## PROMPT
The entries follow. Print each one exactly.

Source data

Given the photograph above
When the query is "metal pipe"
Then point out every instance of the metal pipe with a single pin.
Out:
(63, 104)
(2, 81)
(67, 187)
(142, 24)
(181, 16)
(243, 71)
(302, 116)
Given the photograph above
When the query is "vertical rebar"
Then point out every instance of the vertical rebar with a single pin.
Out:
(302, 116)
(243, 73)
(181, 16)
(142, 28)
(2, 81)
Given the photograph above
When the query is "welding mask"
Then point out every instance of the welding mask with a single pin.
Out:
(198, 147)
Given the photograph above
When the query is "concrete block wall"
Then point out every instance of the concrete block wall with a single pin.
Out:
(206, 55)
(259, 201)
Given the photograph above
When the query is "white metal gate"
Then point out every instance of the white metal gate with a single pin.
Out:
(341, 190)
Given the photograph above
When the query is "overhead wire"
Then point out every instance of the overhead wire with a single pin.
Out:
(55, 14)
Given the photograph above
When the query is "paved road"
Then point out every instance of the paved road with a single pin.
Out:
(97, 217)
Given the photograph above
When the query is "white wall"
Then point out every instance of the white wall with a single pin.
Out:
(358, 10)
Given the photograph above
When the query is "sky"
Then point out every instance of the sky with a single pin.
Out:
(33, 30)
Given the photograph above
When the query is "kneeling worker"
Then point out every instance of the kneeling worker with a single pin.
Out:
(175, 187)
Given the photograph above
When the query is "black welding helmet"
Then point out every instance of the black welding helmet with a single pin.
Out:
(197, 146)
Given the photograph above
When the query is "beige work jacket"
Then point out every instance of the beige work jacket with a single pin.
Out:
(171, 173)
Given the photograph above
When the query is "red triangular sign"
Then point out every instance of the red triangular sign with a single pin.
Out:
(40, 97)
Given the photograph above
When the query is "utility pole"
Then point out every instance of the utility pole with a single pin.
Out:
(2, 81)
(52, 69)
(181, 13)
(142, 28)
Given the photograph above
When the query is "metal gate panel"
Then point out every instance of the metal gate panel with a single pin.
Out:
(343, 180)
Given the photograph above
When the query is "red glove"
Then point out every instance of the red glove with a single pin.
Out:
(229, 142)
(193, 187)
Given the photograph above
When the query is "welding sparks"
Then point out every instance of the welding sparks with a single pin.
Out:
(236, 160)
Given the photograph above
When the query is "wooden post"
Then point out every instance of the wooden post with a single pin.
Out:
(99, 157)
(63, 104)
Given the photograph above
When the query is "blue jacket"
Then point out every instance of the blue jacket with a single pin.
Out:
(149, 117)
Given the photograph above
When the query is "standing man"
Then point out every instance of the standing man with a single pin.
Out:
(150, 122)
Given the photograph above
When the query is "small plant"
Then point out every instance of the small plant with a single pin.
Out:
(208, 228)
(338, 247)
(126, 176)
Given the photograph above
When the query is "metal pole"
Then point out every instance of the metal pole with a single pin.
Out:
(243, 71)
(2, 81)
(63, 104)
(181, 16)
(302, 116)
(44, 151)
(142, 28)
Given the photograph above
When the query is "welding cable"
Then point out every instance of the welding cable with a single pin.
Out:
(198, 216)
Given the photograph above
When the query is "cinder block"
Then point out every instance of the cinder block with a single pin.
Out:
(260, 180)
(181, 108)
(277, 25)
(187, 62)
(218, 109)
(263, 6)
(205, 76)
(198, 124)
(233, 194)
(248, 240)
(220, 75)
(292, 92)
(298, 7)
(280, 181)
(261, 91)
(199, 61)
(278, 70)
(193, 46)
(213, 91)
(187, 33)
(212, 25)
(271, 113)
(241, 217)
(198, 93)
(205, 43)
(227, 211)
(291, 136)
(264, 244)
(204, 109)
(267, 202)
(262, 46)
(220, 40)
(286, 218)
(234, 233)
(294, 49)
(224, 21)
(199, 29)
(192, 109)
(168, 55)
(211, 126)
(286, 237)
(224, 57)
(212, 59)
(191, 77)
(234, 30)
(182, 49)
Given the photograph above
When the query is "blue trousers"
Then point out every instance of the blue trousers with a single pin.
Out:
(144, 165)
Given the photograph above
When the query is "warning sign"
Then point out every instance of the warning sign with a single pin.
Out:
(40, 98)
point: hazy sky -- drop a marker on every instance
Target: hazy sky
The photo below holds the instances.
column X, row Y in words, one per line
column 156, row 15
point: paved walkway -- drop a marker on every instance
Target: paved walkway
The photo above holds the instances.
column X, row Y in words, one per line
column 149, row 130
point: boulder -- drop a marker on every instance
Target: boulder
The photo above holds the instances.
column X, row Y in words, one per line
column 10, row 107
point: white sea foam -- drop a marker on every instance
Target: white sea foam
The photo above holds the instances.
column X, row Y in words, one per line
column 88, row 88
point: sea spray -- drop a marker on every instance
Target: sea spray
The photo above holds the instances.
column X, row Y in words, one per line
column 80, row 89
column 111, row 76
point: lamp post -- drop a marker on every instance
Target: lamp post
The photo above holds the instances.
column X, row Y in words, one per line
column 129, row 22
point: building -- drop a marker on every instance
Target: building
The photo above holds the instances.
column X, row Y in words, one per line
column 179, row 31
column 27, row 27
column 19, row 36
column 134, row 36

## ANSWER SPACE
Given the photograph above
When the query is "metal pipe"
Then point out every instance of the metal pipe with a single pin.
Out:
(63, 104)
(2, 81)
(67, 187)
(142, 24)
(181, 16)
(243, 71)
(302, 116)
Given the photograph above
When the query is "vertical rebar"
Then point out every instance of the vertical rebar with a single pin.
Out:
(302, 116)
(243, 73)
(181, 16)
(142, 28)
(2, 81)
Given the photograph above
When the query is "welding mask"
Then point out every instance of the welding mask with a single pin.
Out:
(198, 147)
Given the photograph above
When the query is "concrete block wall"
Then point out every instance of the concrete block wall with a single pin.
Out:
(206, 55)
(259, 201)
Given the photograph above
When the query is "white metal gate"
Then point out every instance of the white metal gate with a single pin.
Out:
(341, 190)
Given the photograph above
When the query is "overhead wire"
Then point out every instance of the overhead wire with a single pin.
Out:
(55, 14)
Given the photograph above
When the query is "paved road"
Then point out every instance of the paved road with a single pin.
Out:
(97, 217)
Given the photograph above
When the query is "white wall"
Then point out every instance of the white wall with a single pin.
Out:
(358, 10)
Given the photograph above
When the query is "sky"
Then point out every instance of the sky with a single pin.
Out:
(33, 30)
Given the photograph above
When the query is "kneeling worker"
Then point out every instance of the kneeling worker with a single pin.
Out:
(175, 187)
Given the photograph above
When the query is "black welding helmet"
Then point out every instance of the black welding helmet with a single pin.
Out:
(197, 146)
Given the photograph above
When the query is "beige work jacket"
Then point out every instance of the beige work jacket with a single pin.
Out:
(171, 173)
Given the photograph above
When the query is "red triangular sign"
Then point out every instance of the red triangular sign with a single pin.
Out:
(40, 97)
Given the photograph above
When the query is "utility pole"
Then point out every instance of the utility pole with a single pin.
Out:
(2, 81)
(52, 69)
(181, 13)
(142, 28)
Given the photograph above
When the query is "metal gate panel"
Then point out every instance of the metal gate panel with a single pin.
Out:
(343, 180)
Given the photograph above
When the query is "red glove"
Then point out every instance of the red glove with a single pin.
Out:
(229, 142)
(193, 187)
Given the photograph above
When the query is "welding sparks"
Then point out every instance of the welding sparks with a single pin.
Out:
(236, 160)
Given the photograph above
When the query is "wooden post"
Then point out every instance of the wooden post with a single pin.
Out:
(99, 157)
(63, 104)
Given the photograph above
When the query is "blue jacket"
Then point out every instance of the blue jacket with a single pin.
Out:
(149, 117)
Given the photograph above
When the query is "standing man"
Then point out every instance of the standing man with a single pin.
Out:
(150, 122)
Given the photograph above
When the query is "small plant"
Then point out every instance of the small plant with a single pin.
Out:
(208, 228)
(338, 247)
(126, 176)
Given the photograph above
When the query is "metal pole"
Then point out every instance of the metal pole with a single pin.
Out:
(243, 71)
(2, 81)
(63, 104)
(181, 16)
(302, 116)
(44, 151)
(142, 28)
Given the photograph above
When the query is "welding cable"
Then point out every instance of the welding cable with a single pin.
Out:
(198, 216)
Given the photograph above
When the query is "cinder block"
Then point out every instance of the cinder block with a single pin.
Out:
(260, 180)
(181, 108)
(277, 25)
(187, 62)
(218, 109)
(263, 6)
(205, 76)
(198, 124)
(233, 194)
(248, 240)
(220, 75)
(292, 92)
(298, 7)
(280, 181)
(261, 91)
(199, 61)
(278, 70)
(193, 46)
(213, 91)
(187, 33)
(212, 25)
(271, 113)
(241, 217)
(198, 93)
(205, 43)
(227, 211)
(291, 136)
(264, 244)
(204, 109)
(267, 202)
(262, 46)
(220, 40)
(286, 218)
(234, 233)
(294, 49)
(224, 21)
(199, 29)
(192, 109)
(168, 55)
(211, 126)
(286, 237)
(224, 57)
(212, 59)
(191, 77)
(234, 30)
(182, 49)
Given the photograph above
When the query is "blue trousers"
Then point out every instance of the blue trousers with a single pin.
Out:
(144, 165)
Given the photograph above
When the query is "warning sign"
Then point out every instance of the warning sign with a single pin.
Out:
(40, 98)
point: hazy sky -- drop a marker on every instance
Target: hazy sky
The photo below holds the instances.
column X, row Y in words, one per line
column 156, row 15
point: paved walkway -- drop a marker on every instance
Target: paved walkway
The photo above holds the instances.
column X, row Y in words, one per line
column 149, row 130
point: boulder -- drop a marker on every instance
Target: boulder
The photo above holds the instances.
column X, row Y in words, one per line
column 10, row 107
point: white sea foam -- drop a marker on every instance
Target: white sea foam
The photo above holds the instances.
column X, row Y in words, one per line
column 88, row 88
point: sea spray -- drop a marker on every instance
Target: sea spray
The photo above holds the instances.
column X, row Y in words, one per line
column 80, row 89
column 111, row 76
point: lamp post -- drop a marker on every instance
Target: lamp post
The photo above holds the instances.
column X, row Y in words, one per line
column 129, row 22
point: building -- drop a marker on every instance
Target: building
The photo above holds the instances.
column X, row Y in words, one per line
column 179, row 31
column 27, row 27
column 19, row 36
column 134, row 36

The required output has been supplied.